PAGE EXTRACT
▼
I guess you should never use the latest versions of libraries.

kaelwd 7 hours ago | parent | next [-]

Everyone needs to switch to pnpm and enable https://pnpm.io/settings#minimumreleaseage

Pnpm also blocks preinstall scripts by default.

loloquwowndueo 6 hours ago | parent | next [-]

Nah - dependency cooldown is all the rage but it’s only effective if you have some noncompliant canary users. Once everyone is using it it will cease to be effective because nobody will be taking the first step/risk until everybody does.

moebrowne 5 hours ago | parent [-]

The point of the cooldown is to allow time for vendor scans to complete and for compromised packages to be pulled. It's not about waiting for an end user to notice they've been compromised.

> Meanwhile, the aforementioned vendors are scanning public indices as well as customer repositories for signs of compromise, and provide alerts upstream (e.g. to PyPI).
▲
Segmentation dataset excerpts
▼
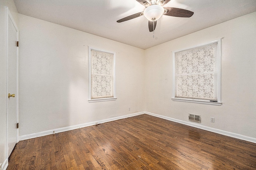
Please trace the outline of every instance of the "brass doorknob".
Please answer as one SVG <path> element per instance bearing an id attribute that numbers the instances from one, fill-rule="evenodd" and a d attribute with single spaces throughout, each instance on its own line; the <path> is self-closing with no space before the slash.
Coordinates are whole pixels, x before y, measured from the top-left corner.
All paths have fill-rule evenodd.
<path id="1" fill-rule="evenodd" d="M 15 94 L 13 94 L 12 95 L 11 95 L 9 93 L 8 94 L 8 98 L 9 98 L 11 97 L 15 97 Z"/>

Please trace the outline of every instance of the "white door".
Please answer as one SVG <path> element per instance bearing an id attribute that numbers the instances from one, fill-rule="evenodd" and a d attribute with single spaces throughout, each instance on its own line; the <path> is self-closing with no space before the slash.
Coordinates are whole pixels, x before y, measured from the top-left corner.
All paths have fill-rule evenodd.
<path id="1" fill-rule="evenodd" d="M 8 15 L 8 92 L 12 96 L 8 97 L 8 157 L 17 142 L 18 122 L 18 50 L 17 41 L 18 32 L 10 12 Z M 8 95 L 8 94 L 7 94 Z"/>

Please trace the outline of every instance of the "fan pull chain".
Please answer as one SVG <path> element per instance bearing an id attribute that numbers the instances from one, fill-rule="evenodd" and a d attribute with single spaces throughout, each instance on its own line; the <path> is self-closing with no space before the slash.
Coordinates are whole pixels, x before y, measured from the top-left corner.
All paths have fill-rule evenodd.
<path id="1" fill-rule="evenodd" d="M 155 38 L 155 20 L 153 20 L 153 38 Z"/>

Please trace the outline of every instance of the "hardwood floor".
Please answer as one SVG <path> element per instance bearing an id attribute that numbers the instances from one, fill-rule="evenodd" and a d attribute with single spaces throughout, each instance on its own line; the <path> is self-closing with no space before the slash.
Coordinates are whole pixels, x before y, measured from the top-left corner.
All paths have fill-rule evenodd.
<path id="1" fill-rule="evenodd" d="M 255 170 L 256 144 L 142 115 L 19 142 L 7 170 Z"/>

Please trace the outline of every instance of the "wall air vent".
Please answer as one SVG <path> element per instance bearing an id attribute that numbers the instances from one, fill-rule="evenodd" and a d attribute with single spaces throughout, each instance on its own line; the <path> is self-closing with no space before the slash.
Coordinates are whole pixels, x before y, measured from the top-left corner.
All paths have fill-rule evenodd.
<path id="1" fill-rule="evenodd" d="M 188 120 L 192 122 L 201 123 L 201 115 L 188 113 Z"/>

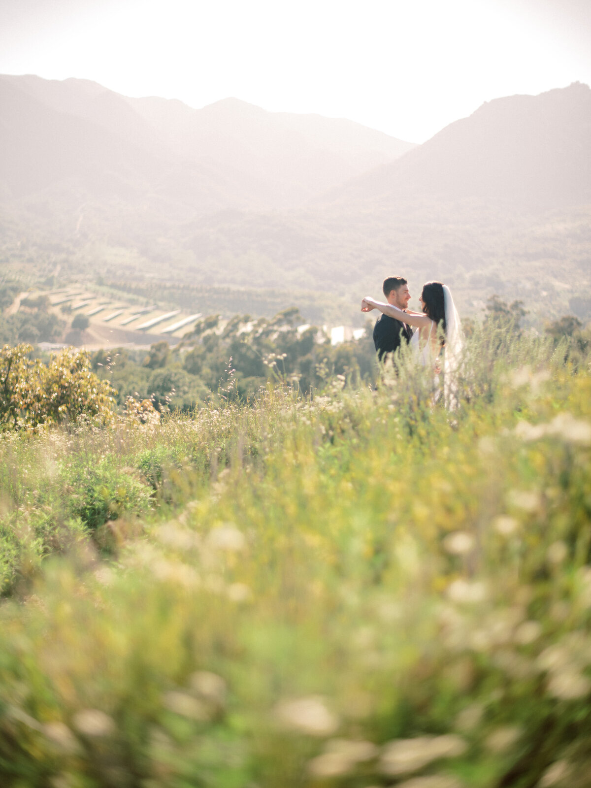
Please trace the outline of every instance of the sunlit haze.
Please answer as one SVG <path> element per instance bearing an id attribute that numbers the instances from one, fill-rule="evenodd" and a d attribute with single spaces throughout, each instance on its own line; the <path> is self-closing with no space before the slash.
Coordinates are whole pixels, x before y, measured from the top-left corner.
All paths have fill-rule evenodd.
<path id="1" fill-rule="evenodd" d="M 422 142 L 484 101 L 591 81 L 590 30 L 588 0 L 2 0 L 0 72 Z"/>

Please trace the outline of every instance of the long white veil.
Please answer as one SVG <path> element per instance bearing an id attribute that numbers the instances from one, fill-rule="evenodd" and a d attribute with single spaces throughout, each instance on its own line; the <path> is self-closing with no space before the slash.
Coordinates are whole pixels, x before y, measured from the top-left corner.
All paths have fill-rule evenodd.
▲
REQUIRED WORK
A. Please say whether each statement agrees with the comment thread, answering yes or no and quoting the words of the thread that decide it: (i) pnpm blocks preinstall scripts by default; (ii) the cooldown exists so that an end user has time to notice they have been compromised; (iii) the vendors scan only customer repositories.
B. Count the lines in the entries that contain the string "white", treating case as significant, and give only the number.
The comment thread and the entries are separate, unrelated material.

ANSWERS
A.
(i) Yes: "Pnpm also blocks preinstall scripts by default."
(ii) No: "It's not about waiting for an end user to notice they've been compromised."
(iii) No: "scanning public indices as well as customer repositories for signs of compromise"

B. 2